MATERIAL SUPPLIED.
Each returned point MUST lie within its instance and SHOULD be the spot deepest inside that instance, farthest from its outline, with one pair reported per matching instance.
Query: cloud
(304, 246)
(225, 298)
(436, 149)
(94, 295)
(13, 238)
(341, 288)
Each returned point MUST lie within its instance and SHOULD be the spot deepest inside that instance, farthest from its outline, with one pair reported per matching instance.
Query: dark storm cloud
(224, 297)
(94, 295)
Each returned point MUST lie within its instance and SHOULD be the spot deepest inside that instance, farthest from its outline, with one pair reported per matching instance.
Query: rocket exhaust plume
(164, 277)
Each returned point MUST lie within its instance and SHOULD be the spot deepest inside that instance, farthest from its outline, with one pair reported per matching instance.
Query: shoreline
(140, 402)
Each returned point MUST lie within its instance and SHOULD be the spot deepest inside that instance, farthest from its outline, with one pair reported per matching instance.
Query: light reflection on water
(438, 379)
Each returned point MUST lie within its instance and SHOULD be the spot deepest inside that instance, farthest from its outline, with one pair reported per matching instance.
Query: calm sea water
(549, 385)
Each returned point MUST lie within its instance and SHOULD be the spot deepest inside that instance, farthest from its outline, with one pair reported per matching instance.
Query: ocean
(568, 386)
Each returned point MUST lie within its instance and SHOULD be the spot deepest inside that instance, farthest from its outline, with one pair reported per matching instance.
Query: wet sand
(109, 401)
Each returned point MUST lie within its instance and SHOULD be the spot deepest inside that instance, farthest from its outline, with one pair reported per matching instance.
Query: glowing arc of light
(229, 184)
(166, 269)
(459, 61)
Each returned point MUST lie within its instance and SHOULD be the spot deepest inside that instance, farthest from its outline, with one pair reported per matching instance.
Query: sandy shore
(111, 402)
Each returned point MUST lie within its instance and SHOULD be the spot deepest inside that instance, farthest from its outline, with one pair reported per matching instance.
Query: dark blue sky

TASK STATEMENT. Retype every entry word for word.

ANSWER TO THIS PROBLEM.
Each returned point MUST lie within its instance and SHOULD be the spot deepest inside that instance, farthest from its outline, with one pair reported per matching instance.
Query: cloud
(304, 246)
(225, 298)
(436, 149)
(94, 295)
(13, 238)
(341, 288)
Each returned point MUST lie within its instance and SHOULD be the spot deepest inside that instance, farthest from its outline, with one pair reported per matching instance.
Query: dark storm cloud
(224, 297)
(94, 295)
Each returned point MUST lie within its instance and SHOULD be the spot deepest inside that instance, farthest from its outline, with one pair reported per matching instance.
Query: rocket exhaust plume
(164, 277)
Each returned point MUST lie within its instance and SHOULD be the spot deepest inside that instance, farthest from its outline, with one pair reported per matching instance.
Query: shoreline
(140, 402)
Each returned point MUST lie within its instance and SHOULD be the spot deepest inside that instance, farthest from its outline, with one pair reported per matching instance.
Query: light reflection on water
(438, 379)
Each returned point MUST lie within its instance and SHOULD be the spot deepest inside that instance, farthest from its outline, with one pair reported per matching instance.
Query: calm sea water
(549, 385)
Each returned point MUST lie within its instance and SHOULD be the spot deepest inside that instance, farthest from its outline, with one pair reported per matching instance.
Query: ocean
(568, 386)
Each returned point MUST lie within its instance and SHOULD be the spot deepest inside that instance, farthest from its outline, with one pair reported per matching instance.
Query: wet sand
(109, 401)
Each returned point MUST lie within its instance and SHOULD be the spot deepest inside that instance, farthest from its outline, with one pair reported per matching instance.
Query: glowing arc of light
(229, 184)
(166, 269)
(459, 61)
Each returned point MUST lie within its instance and SHOULD be the spot deepest inside that instance, farthest from its outline, with one pair reported per matching instance.
Query: sandy shore
(111, 402)
Each returned point MUST lie within its instance and SHOULD be the spot deepest inside that instance, farthest from its outline, with one pair reported per matching instance.
Query: dark blue sky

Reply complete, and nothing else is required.